**Consigne:** Reproduisez intégralement, sans la moindre modification, le passage sur l'activiste Bernardo et la répression au Guatemala.

À force de protestations, de recours et de rencontres avec les médias, Bernardo dérange. Il n’est pas directement menacé, mais n’est pas épargné par les campagnes publiques de diffamation, ni par les intimidations : des flyers arborant sa photo sont placardés un peu partout, et une photo de sa maison a même été diffusée sur les réseaux sociaux. Il perd aussi son poste d’enseignant après 18 ans de carrière.
L’activiste est arrêté fin 2018, accusé d’avoir volé du matériel de chantier et violenté quatre employés d’un soustraitant de l’entreprise. Des accusations que Bernardo nie en bloc. « Au Guatemala, il n’y a aucune justice. J’ai été emprisonné pour un crime que je n’ai pas commis ; mais combien sont emprisonnés à tort ? Ce sont des anonymes. » L’Amérique latine est le continent où la répression contre les défenseur·e·x·s des droits humains est la plus élevée. Selon l’ONG Global Witness, sur les 227 assassinats d’activistes survenus en 2021, 165 ont visé des latino-américain·e·x·s. Dont un tiers fait partie de peuples autochtones. Rien qu’au Guatemala, l’Unité de protection des défenseurs et défenseuses des droits humains a répertorié pour la même année 1004 agressions, 15 meurtres et 22 tentatives d’assassinat.
« Au Guatemala, il n’y a aucune justice. J’ai été emprisonné pour un crime que je n’ai pas commis ; mais combien sont emprisonnés à tort ? Ce sont des anonymes. »

(Entrées de données enregistrées)
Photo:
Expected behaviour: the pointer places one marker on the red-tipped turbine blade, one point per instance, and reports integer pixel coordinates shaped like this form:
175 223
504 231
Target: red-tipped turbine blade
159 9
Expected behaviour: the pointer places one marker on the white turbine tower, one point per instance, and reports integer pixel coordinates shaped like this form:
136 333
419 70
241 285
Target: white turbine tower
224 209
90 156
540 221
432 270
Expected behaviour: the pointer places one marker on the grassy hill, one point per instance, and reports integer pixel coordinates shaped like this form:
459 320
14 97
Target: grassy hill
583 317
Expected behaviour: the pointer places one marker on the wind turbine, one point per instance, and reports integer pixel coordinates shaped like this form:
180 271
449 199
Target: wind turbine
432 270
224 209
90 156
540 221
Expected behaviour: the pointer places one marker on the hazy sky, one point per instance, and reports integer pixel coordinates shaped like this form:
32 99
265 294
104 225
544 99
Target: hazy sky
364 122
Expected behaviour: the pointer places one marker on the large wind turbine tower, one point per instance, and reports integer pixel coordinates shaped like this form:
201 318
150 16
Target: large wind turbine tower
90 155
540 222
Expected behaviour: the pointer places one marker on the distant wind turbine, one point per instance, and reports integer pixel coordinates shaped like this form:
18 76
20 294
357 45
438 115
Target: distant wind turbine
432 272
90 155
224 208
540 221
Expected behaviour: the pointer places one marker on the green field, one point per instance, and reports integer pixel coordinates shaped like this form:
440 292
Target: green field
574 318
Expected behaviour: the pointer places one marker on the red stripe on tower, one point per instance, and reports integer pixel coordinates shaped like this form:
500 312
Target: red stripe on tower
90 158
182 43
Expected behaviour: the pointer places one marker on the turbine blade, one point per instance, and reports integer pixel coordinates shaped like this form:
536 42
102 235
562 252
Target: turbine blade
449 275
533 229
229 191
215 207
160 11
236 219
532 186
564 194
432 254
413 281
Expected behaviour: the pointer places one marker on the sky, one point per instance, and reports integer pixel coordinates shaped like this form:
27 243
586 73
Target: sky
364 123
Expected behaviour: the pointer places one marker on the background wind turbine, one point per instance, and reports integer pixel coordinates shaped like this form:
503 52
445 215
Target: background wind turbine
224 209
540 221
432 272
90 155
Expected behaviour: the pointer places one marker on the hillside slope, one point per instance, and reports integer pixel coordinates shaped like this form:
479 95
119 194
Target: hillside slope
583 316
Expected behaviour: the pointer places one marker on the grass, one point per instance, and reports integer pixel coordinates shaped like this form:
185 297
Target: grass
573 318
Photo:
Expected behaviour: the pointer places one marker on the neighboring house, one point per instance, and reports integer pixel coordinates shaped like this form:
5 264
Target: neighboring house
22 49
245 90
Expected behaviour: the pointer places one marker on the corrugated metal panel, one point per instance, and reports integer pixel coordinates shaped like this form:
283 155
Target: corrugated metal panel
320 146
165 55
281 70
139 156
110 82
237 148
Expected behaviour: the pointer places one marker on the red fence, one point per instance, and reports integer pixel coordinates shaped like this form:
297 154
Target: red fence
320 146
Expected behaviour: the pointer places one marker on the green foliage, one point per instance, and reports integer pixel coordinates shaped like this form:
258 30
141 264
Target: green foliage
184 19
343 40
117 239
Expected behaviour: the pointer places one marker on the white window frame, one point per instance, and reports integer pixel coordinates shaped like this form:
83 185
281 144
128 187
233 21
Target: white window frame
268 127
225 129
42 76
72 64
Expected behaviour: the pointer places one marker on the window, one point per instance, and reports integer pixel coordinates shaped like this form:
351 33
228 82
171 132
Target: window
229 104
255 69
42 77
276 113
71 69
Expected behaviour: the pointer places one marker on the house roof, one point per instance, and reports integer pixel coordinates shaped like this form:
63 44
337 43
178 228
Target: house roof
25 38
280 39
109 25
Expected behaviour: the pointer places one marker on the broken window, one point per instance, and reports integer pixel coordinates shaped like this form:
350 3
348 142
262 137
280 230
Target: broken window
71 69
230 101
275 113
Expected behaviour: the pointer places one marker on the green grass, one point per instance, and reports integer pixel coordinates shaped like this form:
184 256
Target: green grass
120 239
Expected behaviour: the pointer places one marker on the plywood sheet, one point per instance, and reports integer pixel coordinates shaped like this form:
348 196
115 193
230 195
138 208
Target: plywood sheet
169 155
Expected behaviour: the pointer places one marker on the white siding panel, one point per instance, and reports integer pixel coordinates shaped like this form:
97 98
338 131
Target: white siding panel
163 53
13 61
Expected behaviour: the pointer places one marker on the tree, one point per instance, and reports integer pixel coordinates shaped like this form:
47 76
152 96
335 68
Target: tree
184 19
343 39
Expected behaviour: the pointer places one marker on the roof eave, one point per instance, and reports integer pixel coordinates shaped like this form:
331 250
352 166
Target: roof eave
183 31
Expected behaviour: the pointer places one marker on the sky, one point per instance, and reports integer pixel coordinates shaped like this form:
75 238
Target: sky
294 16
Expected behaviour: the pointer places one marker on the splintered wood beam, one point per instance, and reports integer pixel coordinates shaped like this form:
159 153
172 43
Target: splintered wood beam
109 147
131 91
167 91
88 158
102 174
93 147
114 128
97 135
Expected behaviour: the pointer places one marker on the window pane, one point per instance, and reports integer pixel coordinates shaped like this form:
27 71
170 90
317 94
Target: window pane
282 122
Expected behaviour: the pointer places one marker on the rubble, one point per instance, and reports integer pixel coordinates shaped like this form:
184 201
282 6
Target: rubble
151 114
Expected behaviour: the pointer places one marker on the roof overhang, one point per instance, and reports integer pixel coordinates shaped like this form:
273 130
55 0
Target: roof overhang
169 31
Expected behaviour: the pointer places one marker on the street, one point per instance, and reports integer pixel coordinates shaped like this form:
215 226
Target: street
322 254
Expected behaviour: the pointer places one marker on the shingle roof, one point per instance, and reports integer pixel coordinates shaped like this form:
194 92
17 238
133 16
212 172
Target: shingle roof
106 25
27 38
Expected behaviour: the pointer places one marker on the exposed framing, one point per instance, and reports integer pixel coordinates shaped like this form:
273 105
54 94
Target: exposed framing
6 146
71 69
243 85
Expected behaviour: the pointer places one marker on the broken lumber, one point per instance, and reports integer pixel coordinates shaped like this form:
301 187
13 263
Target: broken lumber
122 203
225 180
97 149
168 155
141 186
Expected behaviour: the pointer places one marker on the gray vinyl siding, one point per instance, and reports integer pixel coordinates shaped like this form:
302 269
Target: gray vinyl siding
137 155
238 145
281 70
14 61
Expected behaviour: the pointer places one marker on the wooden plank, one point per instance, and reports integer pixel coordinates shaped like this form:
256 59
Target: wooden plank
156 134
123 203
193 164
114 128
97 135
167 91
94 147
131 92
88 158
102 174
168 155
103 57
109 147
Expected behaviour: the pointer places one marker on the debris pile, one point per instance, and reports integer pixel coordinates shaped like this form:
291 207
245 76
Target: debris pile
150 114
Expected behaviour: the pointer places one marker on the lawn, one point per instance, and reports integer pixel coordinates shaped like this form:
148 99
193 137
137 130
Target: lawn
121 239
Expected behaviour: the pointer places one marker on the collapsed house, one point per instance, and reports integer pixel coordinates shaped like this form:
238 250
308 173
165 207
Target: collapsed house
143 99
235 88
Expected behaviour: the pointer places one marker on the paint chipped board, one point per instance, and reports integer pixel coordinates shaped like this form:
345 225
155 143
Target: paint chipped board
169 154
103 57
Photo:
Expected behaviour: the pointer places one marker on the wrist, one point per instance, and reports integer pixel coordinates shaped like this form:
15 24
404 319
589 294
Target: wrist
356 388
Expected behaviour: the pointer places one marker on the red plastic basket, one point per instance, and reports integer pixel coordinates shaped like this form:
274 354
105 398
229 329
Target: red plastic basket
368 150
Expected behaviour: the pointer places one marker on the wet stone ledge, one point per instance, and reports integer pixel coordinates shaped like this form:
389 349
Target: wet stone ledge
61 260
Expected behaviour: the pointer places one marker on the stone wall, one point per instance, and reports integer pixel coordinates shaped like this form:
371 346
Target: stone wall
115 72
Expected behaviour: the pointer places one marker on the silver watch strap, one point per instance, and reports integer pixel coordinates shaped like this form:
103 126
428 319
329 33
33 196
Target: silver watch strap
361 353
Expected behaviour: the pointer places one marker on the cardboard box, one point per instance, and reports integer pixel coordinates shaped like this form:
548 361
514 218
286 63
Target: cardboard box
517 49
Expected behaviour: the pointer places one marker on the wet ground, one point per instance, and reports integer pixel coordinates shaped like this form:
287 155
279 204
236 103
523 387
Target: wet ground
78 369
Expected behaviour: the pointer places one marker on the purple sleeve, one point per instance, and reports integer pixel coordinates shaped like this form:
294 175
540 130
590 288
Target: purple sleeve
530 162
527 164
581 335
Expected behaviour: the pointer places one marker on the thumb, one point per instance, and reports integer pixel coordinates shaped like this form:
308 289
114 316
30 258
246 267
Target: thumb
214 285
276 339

**Corrigé:**
À force de protestations, de recours et de rencontres avec les médias, Bernardo dérange. Il n’est pas directement menacé, mais n’est pas épargné par les campagnes publiques de diffamation, ni par les intimidations : des flyers arborant sa photo sont placardés un peu partout, et une photo de sa maison a même été diffusée sur les réseaux sociaux. Il perd aussi son poste d’enseignant après 18 ans de carrière.
L’activiste est arrêté fin 2018, accusé d’avoir volé du matériel de chantier et violenté quatre employés d’un soustraitant de l’entreprise. Des accusations que Bernardo nie en bloc. « Au Guatemala, il n’y a aucune justice. J’ai été emprisonné pour un crime que je n’ai pas commis ; mais combien sont emprisonnés à tort ? Ce sont des anonymes. » L’Amérique latine est le continent où la répression contre les défenseur·e·x·s des droits humains est la plus élevée. Selon l’ONG Global Witness, sur les 227 assassinats d’activistes survenus en 2021, 165 ont visé des latino-américain·e·x·s. Dont un tiers fait partie de peuples autochtones. Rien qu’au Guatemala, l’Unité de protection des défenseurs et défenseuses des droits humains a répertorié pour la même année 1004 agressions, 15 meurtres et 22 tentatives d’assassinat.
« Au Guatemala, il n’y a aucune justice. J’ai été emprisonné pour un crime que je n’ai pas commis ; mais combien sont emprisonnés à tort ? Ce sont des anonymes. »